# Exercise objective
Continue the passage on qualified health plans under the Affordable Care Act, starting after its last sentence.

The Affordable Care Act (ACA), defines QHP as an insurance plan certified by the Health Insurance Marketplace which provides Essential Health Benefits (EHBs), follows established limits on cost-sharing, and meets other requirements outlined in the application process.
QHPs offer the core set of benefits, including preventive services, mental health, and substance abuse services, emergency services, prescription drugs and, hospitalization. Some plans include benefits beyond the core set.
QHPs are categorized and labeled by a standard coverage level to help consumers compare plans. The four standard coverage levels which are also known as metallic tiers are:
- Bronze: Tthe plan must cover 60% of expected costs for the average individual
- Silver: The plan must cover 70% of expected costs for the average individual
- Gold: The plan must cover 80% of expected costs for the average individual
- Platinum: The plan must cover 90% of expected costs for the average individual
There are also catastrophic plans. Catastrophic plans have high deductibles and offer less coverage than the metal level plans. Premium tax credits could not be used with these plans. Consumers must be under 30 or meet other criteria to be eligible to purchase a catastrophic plan.

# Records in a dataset
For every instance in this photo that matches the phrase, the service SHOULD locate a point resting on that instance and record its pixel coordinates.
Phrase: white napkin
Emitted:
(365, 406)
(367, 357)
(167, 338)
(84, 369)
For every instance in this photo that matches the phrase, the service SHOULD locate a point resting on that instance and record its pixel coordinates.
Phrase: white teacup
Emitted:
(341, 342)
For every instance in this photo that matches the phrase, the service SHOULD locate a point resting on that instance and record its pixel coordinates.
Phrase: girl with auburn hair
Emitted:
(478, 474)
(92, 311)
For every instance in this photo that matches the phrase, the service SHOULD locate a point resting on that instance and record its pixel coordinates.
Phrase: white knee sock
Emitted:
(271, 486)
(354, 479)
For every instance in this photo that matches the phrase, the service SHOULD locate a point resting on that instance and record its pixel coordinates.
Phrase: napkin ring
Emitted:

# Expected answer
SHOP and the effect of Payer QHP on SHOP
Small Business Health Option Program (SHOP) is a health insurance exchange place that assists people to buy health insurance plans. SHOP QHPs would not be required to follow guidance from previous years if the 2019 payment notice proposed rule is finalized. Depending on the outcome of the proposed rule, the CMS would offer guidance as required.
The CMS has stated that issuers applying for certification of plans as QHPs, offered through federally facilitated SHOPs, should review the 2019 payment notice proposed rule and the final rule when it is promulgated.
What Makes a Plan a Qualified Health Plan?
For a plan to be availed on the marketplace it must be certified as a Qualified Health Plan, for which it must meet certain requirements including:
- Providing at least ten essential benefits, such as preventive services, drugs, lab services, pediatric services etc.
- Follows established limits on cost-sharing (like deductibles, copayments, and out-of-pocket maximum amounts and provide minimum actuarial value).
- Meets all other minimum standards outlined by the Affordable Care Act.